## Listed entries
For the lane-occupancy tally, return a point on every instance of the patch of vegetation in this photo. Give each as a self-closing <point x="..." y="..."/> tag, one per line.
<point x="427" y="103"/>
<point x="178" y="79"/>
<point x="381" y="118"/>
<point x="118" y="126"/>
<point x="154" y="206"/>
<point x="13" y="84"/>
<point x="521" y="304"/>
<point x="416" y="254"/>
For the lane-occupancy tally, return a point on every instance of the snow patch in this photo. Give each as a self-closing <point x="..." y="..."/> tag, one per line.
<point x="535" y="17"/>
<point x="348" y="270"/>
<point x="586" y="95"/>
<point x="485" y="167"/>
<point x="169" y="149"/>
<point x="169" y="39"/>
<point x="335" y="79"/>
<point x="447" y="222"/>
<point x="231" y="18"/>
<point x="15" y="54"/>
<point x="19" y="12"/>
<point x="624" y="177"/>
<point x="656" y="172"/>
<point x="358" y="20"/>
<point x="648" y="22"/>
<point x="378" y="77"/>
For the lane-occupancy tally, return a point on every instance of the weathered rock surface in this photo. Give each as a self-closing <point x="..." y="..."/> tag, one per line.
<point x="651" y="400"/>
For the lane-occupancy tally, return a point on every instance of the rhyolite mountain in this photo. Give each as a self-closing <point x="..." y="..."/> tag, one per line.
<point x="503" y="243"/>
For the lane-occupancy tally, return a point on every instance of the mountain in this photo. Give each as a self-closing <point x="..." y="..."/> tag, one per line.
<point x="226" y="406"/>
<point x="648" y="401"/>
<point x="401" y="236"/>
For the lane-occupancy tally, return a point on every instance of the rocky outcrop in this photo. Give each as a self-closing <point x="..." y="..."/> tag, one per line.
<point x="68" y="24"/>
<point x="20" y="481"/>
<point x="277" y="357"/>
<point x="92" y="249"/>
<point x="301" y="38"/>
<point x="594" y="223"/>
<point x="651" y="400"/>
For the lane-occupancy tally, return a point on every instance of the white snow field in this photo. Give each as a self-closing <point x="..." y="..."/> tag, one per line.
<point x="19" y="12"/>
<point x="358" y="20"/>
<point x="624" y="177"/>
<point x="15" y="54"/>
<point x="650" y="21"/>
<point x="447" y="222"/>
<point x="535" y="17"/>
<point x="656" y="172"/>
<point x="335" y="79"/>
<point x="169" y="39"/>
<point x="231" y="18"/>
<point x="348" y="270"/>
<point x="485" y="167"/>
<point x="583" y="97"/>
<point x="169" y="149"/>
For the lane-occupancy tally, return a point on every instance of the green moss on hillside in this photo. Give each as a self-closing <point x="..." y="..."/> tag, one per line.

## Task statement
Transcribe the records above with every character unchanged.

## Answer area
For the lane-occupancy tally, return a point on every instance of the patch of vegetation in this photo. Give each as a self-closing <point x="..." y="..."/> tag, one per line.
<point x="427" y="103"/>
<point x="178" y="79"/>
<point x="381" y="118"/>
<point x="118" y="126"/>
<point x="154" y="206"/>
<point x="13" y="84"/>
<point x="521" y="304"/>
<point x="416" y="254"/>
For the lane-occupancy tally, return a point on every instance of the snow patch in this photo. Give each as a self-closing <point x="..." y="..."/> tag, one per line.
<point x="535" y="17"/>
<point x="348" y="270"/>
<point x="586" y="95"/>
<point x="485" y="167"/>
<point x="169" y="149"/>
<point x="169" y="39"/>
<point x="335" y="79"/>
<point x="447" y="222"/>
<point x="231" y="18"/>
<point x="15" y="54"/>
<point x="19" y="12"/>
<point x="624" y="177"/>
<point x="656" y="172"/>
<point x="358" y="20"/>
<point x="648" y="22"/>
<point x="378" y="77"/>
For the lane-occupancy tally, return a point on every instance of the weathered rock surface in this photo. Give each as a self-closing <point x="..." y="..."/> tag, one per line.
<point x="651" y="400"/>
For the lane-occupancy tally, return a point on every instance of the rhyolite mountain in this photo. Give each as a self-closing <point x="..." y="..."/> tag, one per line.
<point x="503" y="243"/>
For the lane-occupancy tally, return a point on every instance of the mountain in this photo. Give each as a self-closing <point x="..." y="..."/> tag, one per line.
<point x="226" y="406"/>
<point x="648" y="401"/>
<point x="401" y="236"/>
For the lane-occupancy tally, return a point on every instance of the rocky outcrop in this photo. Give each as a self-closing <point x="..." y="..."/> tag, one per line.
<point x="68" y="24"/>
<point x="20" y="481"/>
<point x="277" y="357"/>
<point x="92" y="249"/>
<point x="301" y="38"/>
<point x="594" y="223"/>
<point x="651" y="400"/>
For the lane-occupancy tally, return a point on every instance of the white snow field in this photo. Give each as a self-closing <point x="..." y="..."/> tag, one per line.
<point x="19" y="12"/>
<point x="358" y="20"/>
<point x="624" y="177"/>
<point x="15" y="54"/>
<point x="650" y="21"/>
<point x="447" y="222"/>
<point x="535" y="17"/>
<point x="656" y="172"/>
<point x="335" y="79"/>
<point x="169" y="39"/>
<point x="231" y="18"/>
<point x="348" y="270"/>
<point x="485" y="167"/>
<point x="583" y="97"/>
<point x="169" y="149"/>
For the lane-occupancy tally, return a point on every instance of the green moss on hillside in this photo. Give each as a self-closing <point x="..." y="..."/> tag, one per line.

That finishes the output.